TASK.
All of the data, from the first line to the last, should be reproduced without alteration.

-------- INPUT MATERIAL --------

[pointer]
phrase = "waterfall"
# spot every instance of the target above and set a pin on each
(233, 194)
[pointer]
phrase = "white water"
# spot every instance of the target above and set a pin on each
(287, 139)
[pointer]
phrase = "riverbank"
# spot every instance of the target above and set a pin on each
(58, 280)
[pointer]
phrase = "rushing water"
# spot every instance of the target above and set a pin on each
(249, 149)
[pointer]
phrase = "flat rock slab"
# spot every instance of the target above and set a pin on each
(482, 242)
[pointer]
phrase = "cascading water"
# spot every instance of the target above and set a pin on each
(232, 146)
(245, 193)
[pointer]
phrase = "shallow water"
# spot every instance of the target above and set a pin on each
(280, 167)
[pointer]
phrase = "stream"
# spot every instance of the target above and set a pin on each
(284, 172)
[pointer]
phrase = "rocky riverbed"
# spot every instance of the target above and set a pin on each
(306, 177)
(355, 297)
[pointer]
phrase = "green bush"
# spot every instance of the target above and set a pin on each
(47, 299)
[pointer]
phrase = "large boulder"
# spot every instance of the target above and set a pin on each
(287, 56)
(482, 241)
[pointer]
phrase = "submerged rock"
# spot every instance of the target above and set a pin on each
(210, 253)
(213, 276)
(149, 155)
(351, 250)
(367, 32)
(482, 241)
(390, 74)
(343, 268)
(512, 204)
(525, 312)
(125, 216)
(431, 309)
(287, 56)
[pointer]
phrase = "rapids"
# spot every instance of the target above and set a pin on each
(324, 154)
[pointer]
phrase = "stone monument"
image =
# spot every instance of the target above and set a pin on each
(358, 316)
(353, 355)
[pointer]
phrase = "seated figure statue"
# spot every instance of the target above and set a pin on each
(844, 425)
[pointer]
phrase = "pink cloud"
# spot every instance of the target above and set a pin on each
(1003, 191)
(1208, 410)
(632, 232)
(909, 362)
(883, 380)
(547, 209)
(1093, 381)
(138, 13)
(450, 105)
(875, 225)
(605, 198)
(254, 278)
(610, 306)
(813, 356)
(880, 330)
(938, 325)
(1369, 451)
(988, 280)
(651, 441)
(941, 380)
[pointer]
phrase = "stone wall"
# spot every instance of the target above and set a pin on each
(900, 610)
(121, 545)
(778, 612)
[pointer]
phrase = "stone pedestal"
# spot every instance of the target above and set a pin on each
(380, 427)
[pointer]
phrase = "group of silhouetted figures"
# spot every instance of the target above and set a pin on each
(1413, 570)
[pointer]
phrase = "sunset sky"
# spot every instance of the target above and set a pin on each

--------

WORKED SOLUTION.
[pointer]
phrase = "waterfall"
# spot every instance of the target above and set a pin on each
(233, 194)
[pointer]
phrase = "white water"
# spot every instance of the target above and set a pin on each
(287, 139)
[pointer]
phrase = "riverbank"
# spot every instance of the target above and set a pin on each
(58, 280)
[pointer]
phrase = "rushing water"
# spot every instance of the target above and set a pin on each
(249, 149)
[pointer]
phrase = "flat rock slab"
# spot every instance of the target above and set a pin on each
(482, 242)
[pointer]
phrase = "cascading water"
# spot every instance of the target above and set a pin on each
(232, 146)
(245, 193)
[pointer]
phrase = "shallow water"
# spot every instance of the target above and set a pin on each
(280, 167)
[pointer]
phrase = "stream"
# spot every instance of the target above and set a pin on each
(284, 172)
[pointer]
phrase = "rocky riverbed"
# spot every instance of the target above and set a pin on each
(306, 177)
(355, 297)
[pointer]
phrase = "green bush"
# spot every instance of the target above and set a pin on each
(47, 299)
[pointer]
phrase = "large boulder"
# spot every instance of the target above and set a pin on each
(287, 56)
(482, 241)
[pointer]
phrase = "submerged rock"
# spot every instance of the target above and set a pin on each
(210, 253)
(213, 276)
(149, 155)
(351, 250)
(367, 32)
(482, 241)
(390, 74)
(343, 268)
(512, 204)
(525, 312)
(125, 216)
(431, 309)
(287, 56)
[pointer]
phrase = "rapids"
# spot every instance of the target above and set a pin on each
(324, 154)
[pointer]
phrase = "stone monument"
image =
# spot every instance of the target above and set a pin on each
(358, 316)
(353, 355)
[pointer]
phrase = "seated figure statue"
# spot every instance of the target above and set a pin on each
(844, 425)
[pointer]
phrase = "pink cloud"
# spot every instance of the target above and set a pin on each
(1003, 191)
(1208, 410)
(632, 232)
(909, 362)
(883, 380)
(547, 209)
(1093, 381)
(138, 13)
(450, 105)
(875, 225)
(605, 198)
(254, 278)
(610, 306)
(813, 356)
(880, 330)
(938, 325)
(1369, 451)
(988, 280)
(651, 441)
(941, 380)
[pointer]
phrase = "stone wall"
# spot every instance of the target above and set a pin on each
(900, 610)
(121, 545)
(778, 612)
[pointer]
phrase = "stone pedestal"
# spot every instance of the target above and set a pin on each
(380, 427)
[pointer]
phrase = "group of silhouetted figures"
# spot every instance of the target above and set a pin on each
(1413, 570)
[pointer]
phrase = "sunset sky"
# spot every instance of the target above and set a pin on each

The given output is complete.